-- Start --

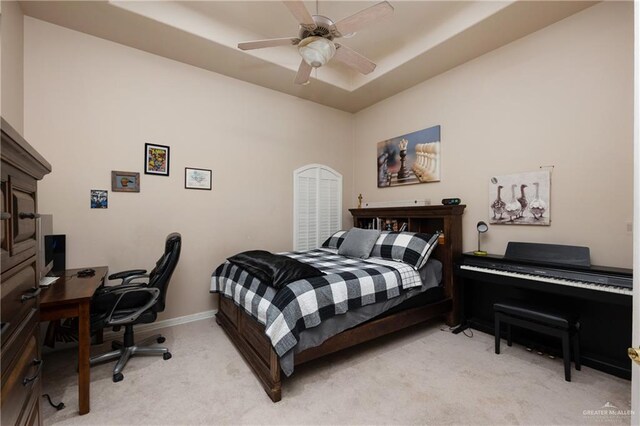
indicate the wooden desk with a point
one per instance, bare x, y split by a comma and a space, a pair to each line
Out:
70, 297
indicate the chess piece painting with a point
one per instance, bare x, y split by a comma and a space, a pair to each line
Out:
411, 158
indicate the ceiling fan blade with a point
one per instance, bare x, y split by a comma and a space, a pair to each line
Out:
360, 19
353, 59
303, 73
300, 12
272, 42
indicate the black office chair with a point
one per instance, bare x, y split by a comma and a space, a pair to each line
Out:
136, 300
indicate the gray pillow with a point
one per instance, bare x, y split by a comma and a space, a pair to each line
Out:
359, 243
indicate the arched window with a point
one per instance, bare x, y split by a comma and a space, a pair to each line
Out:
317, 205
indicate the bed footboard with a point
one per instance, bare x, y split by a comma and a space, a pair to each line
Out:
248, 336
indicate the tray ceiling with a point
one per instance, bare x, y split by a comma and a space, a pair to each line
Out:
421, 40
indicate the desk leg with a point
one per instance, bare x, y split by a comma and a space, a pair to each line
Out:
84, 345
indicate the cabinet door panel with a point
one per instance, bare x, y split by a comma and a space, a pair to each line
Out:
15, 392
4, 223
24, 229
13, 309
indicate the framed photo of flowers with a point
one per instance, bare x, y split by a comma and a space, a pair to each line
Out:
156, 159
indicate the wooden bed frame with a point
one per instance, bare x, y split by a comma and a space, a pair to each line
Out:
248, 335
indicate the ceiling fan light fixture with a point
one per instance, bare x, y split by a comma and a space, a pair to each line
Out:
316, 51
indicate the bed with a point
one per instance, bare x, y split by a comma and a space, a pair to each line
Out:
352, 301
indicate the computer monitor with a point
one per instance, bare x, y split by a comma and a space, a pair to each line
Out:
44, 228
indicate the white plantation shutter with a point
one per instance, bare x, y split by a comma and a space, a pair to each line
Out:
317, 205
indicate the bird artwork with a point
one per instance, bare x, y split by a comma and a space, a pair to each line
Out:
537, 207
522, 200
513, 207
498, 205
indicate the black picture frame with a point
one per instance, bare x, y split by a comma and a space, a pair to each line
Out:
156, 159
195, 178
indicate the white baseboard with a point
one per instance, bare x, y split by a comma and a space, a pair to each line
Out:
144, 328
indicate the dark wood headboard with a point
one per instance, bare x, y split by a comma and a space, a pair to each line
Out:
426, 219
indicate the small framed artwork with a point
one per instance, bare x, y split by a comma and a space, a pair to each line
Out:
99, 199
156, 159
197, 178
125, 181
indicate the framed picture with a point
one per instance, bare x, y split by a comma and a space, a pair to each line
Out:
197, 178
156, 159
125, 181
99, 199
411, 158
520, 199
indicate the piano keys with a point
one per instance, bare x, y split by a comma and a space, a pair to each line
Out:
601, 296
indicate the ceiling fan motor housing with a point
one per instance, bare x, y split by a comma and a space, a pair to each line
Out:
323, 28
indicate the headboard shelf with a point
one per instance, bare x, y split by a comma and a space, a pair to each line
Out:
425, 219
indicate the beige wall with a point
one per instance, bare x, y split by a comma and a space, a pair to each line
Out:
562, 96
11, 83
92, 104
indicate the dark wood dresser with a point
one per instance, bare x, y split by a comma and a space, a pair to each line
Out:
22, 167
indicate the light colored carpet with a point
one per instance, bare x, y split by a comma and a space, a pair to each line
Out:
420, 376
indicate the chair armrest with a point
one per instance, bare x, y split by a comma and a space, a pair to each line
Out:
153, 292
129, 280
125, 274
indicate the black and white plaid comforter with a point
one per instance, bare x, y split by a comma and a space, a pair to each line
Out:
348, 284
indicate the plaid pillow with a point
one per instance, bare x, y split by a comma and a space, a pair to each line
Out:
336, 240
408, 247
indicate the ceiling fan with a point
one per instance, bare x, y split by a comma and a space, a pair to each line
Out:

-- End --

### [THE TASK]
Starting at the line that contains "indicate the piano keys with a point" and continuing through the end of the items, switch every "indicate" to "mark" and write those lines out again with everything else unchanged.

### [WORKED ANSWER]
mark the piano keys with a point
one per instance, bare x, y split by a comma and a space, a pair to each line
Out:
601, 296
mark the ceiling fan motor housing with a point
one per instance, bare x, y split by a comma and a space, a pair to each line
Out:
323, 28
mark the headboard shelf with a point
one per instance, bare x, y split by a comma and a space, a pair to each line
Out:
425, 219
mark the beige wall with a point
one per instance, bare x, y split by a comma and a space, a pair to each line
Out:
562, 96
11, 83
92, 104
mark the dark wood dresser with a point
one per instance, bare x, y split by a comma and a space, a pair to each line
Out:
22, 167
mark the light colored carpet with a point
one per instance, bare x, y split by a comma and a space, a pair to each line
Out:
420, 376
mark the chair armrest with a point
one per instance, bare x, y split by a comma and a space, a pair to each line
Out:
153, 292
129, 280
125, 274
mark the black and white plaid comforter with a point
one per instance, bare x, y split by a comma and a space, a pair to each line
Out:
348, 284
mark the plaid pillow with a point
one per instance, bare x, y split by a comma and a space, a pair to each line
Out:
336, 240
408, 247
mark the ceiling fan with a point
one per instance, bare x, y split by a comma and a space, a pair to each line
Out:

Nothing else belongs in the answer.